(Do this) Gather every line in the records below that contains the string "pool", and copy each one. Match the case exactly.

(Items)
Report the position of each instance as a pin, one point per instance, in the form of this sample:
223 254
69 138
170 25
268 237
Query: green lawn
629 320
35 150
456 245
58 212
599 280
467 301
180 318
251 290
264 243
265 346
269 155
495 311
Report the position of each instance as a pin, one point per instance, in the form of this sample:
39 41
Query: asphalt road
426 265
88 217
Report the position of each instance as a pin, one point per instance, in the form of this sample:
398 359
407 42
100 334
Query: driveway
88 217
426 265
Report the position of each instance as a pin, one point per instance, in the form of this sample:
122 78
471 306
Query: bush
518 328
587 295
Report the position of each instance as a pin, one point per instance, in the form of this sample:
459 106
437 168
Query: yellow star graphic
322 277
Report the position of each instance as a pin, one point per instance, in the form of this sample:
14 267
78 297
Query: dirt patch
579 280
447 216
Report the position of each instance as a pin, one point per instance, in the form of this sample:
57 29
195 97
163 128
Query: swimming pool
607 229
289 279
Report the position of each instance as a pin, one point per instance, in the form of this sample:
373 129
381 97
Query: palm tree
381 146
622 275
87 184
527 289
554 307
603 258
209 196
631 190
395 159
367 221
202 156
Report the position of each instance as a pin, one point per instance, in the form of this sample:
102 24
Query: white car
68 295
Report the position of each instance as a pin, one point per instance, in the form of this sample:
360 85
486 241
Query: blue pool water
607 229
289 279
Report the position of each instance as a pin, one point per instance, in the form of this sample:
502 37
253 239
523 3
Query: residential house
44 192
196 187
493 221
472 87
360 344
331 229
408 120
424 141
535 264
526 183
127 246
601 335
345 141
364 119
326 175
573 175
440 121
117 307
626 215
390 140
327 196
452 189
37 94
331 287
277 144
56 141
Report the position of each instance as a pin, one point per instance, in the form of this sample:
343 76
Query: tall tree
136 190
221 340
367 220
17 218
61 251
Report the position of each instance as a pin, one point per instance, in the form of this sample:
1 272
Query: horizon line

(The reply)
Query: swimming pool
Query: blue pool water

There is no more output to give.